But the little area outside Khadi Bhandar near my office has a parking attendee. She wears a cap, from under which half-dried mallipoo pops out. She blows on her whistle proudly, gesturing to cars and bikes to park behind the yellow line. "They all know to buy cars, but see if even one idiot knows to park properly," she curses under her breath to no one in particular.
Maybe I’ll park my bike there one day. I’d like to know if she thinks I’m a good parker.
Till then, the chilrai (change) can come of use for a pile-them-up game when boredom strikes, groundnuts, platform tickets, tea at a chai shop, or a khaara biscuit.

Saturday, January 08, 2005

ka-ching!

Automan (irritated): You want to go to bank first, and them home?!
Me (Very carefully): Umm.. Yes.
Automan: ATM? Or State bank? If it is public bank, you will be there long enough for me to go have bath, get married and have kids. And then I can give them bath also. ATM means go inside, chak, zzzhup, chadak, chinnnng! Over.

| Goals |
[A] Answer these questions from the blog excerpt:
(i) What does the parking attendant wear on her head?
(ii) What date heads the entry titled "ka-ching!"?
(iii) Which two choices does the Automan give for the bank?
[B] Return every line of the records that contains the word "white".

(Image region labeling entries)
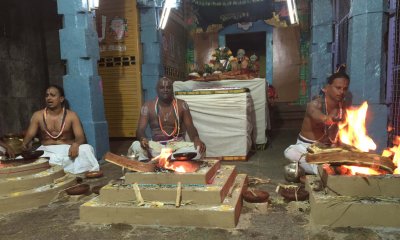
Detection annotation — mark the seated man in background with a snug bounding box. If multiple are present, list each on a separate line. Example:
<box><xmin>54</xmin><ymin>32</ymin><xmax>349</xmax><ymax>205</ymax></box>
<box><xmin>22</xmin><ymin>85</ymin><xmax>99</xmax><ymax>174</ymax></box>
<box><xmin>284</xmin><ymin>65</ymin><xmax>350</xmax><ymax>174</ymax></box>
<box><xmin>128</xmin><ymin>77</ymin><xmax>206</xmax><ymax>161</ymax></box>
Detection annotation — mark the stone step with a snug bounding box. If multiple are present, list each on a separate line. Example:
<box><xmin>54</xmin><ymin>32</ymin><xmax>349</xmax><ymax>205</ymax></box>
<box><xmin>99</xmin><ymin>165</ymin><xmax>237</xmax><ymax>205</ymax></box>
<box><xmin>125</xmin><ymin>160</ymin><xmax>221</xmax><ymax>184</ymax></box>
<box><xmin>0</xmin><ymin>166</ymin><xmax>65</xmax><ymax>195</ymax></box>
<box><xmin>306</xmin><ymin>175</ymin><xmax>400</xmax><ymax>228</ymax></box>
<box><xmin>0</xmin><ymin>175</ymin><xmax>76</xmax><ymax>214</ymax></box>
<box><xmin>0</xmin><ymin>158</ymin><xmax>50</xmax><ymax>179</ymax></box>
<box><xmin>80</xmin><ymin>174</ymin><xmax>247</xmax><ymax>228</ymax></box>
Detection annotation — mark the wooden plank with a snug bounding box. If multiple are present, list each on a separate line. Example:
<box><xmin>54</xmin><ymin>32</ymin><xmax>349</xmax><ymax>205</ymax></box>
<box><xmin>306</xmin><ymin>151</ymin><xmax>396</xmax><ymax>173</ymax></box>
<box><xmin>104</xmin><ymin>152</ymin><xmax>155</xmax><ymax>172</ymax></box>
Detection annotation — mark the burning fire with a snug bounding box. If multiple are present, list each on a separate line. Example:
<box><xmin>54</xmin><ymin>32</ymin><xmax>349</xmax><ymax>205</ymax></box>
<box><xmin>343</xmin><ymin>165</ymin><xmax>382</xmax><ymax>175</ymax></box>
<box><xmin>339</xmin><ymin>102</ymin><xmax>376</xmax><ymax>152</ymax></box>
<box><xmin>157</xmin><ymin>148</ymin><xmax>200</xmax><ymax>173</ymax></box>
<box><xmin>339</xmin><ymin>102</ymin><xmax>400</xmax><ymax>175</ymax></box>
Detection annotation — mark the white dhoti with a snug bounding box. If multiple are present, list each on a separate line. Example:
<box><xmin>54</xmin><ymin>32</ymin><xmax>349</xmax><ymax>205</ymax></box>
<box><xmin>284</xmin><ymin>134</ymin><xmax>318</xmax><ymax>174</ymax></box>
<box><xmin>37</xmin><ymin>144</ymin><xmax>100</xmax><ymax>174</ymax></box>
<box><xmin>127</xmin><ymin>140</ymin><xmax>202</xmax><ymax>161</ymax></box>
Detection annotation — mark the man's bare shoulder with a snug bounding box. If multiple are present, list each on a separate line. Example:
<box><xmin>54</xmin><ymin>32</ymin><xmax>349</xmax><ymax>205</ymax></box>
<box><xmin>66</xmin><ymin>109</ymin><xmax>79</xmax><ymax>120</ymax></box>
<box><xmin>306</xmin><ymin>97</ymin><xmax>322</xmax><ymax>115</ymax></box>
<box><xmin>32</xmin><ymin>109</ymin><xmax>44</xmax><ymax>120</ymax></box>
<box><xmin>307</xmin><ymin>96</ymin><xmax>322</xmax><ymax>108</ymax></box>
<box><xmin>176</xmin><ymin>99</ymin><xmax>189</xmax><ymax>110</ymax></box>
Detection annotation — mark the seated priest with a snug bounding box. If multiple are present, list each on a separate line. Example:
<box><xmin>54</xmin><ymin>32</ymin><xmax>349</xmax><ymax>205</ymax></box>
<box><xmin>22</xmin><ymin>85</ymin><xmax>99</xmax><ymax>174</ymax></box>
<box><xmin>128</xmin><ymin>77</ymin><xmax>206</xmax><ymax>161</ymax></box>
<box><xmin>284</xmin><ymin>65</ymin><xmax>350</xmax><ymax>174</ymax></box>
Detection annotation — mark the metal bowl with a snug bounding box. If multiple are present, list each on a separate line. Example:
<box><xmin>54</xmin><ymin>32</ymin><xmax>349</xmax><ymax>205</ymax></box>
<box><xmin>172</xmin><ymin>152</ymin><xmax>197</xmax><ymax>161</ymax></box>
<box><xmin>65</xmin><ymin>183</ymin><xmax>90</xmax><ymax>195</ymax></box>
<box><xmin>284</xmin><ymin>162</ymin><xmax>305</xmax><ymax>182</ymax></box>
<box><xmin>21</xmin><ymin>150</ymin><xmax>44</xmax><ymax>160</ymax></box>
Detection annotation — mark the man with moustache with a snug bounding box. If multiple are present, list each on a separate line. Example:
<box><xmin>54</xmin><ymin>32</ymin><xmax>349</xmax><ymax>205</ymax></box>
<box><xmin>284</xmin><ymin>65</ymin><xmax>350</xmax><ymax>174</ymax></box>
<box><xmin>128</xmin><ymin>77</ymin><xmax>206</xmax><ymax>161</ymax></box>
<box><xmin>22</xmin><ymin>85</ymin><xmax>99</xmax><ymax>174</ymax></box>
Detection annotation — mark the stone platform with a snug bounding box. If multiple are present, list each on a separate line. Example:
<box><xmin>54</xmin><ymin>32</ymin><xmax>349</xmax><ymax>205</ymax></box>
<box><xmin>0</xmin><ymin>158</ymin><xmax>76</xmax><ymax>214</ymax></box>
<box><xmin>306</xmin><ymin>176</ymin><xmax>400</xmax><ymax>228</ymax></box>
<box><xmin>125</xmin><ymin>160</ymin><xmax>221</xmax><ymax>184</ymax></box>
<box><xmin>80</xmin><ymin>160</ymin><xmax>247</xmax><ymax>228</ymax></box>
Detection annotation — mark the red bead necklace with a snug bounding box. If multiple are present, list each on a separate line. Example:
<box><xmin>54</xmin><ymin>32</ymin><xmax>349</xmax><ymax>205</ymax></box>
<box><xmin>43</xmin><ymin>107</ymin><xmax>67</xmax><ymax>139</ymax></box>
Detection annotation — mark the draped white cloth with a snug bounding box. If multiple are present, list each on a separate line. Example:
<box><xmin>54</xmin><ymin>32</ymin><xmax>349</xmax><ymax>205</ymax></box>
<box><xmin>37</xmin><ymin>144</ymin><xmax>100</xmax><ymax>174</ymax></box>
<box><xmin>175</xmin><ymin>92</ymin><xmax>253</xmax><ymax>157</ymax></box>
<box><xmin>284</xmin><ymin>137</ymin><xmax>318</xmax><ymax>174</ymax></box>
<box><xmin>174</xmin><ymin>78</ymin><xmax>270</xmax><ymax>143</ymax></box>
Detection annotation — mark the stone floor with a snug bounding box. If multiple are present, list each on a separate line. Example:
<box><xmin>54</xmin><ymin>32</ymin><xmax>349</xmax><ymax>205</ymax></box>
<box><xmin>0</xmin><ymin>130</ymin><xmax>400</xmax><ymax>240</ymax></box>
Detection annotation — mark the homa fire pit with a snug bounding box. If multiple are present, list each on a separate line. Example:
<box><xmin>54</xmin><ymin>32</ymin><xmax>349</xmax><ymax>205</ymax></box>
<box><xmin>80</xmin><ymin>153</ymin><xmax>247</xmax><ymax>228</ymax></box>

| The results |
[A]
(i) A cap, with half-dried mallipoo popping out from under it.
(ii) Saturday, January 08, 2005.
(iii) ATM or State bank.

[B]
Detection annotation — mark the white dhoti with a snug bounding box. If multiple are present, list each on a separate line. Example:
Detection annotation — mark the draped white cloth with a snug bounding box. If multiple are present, list each on a separate line. Example:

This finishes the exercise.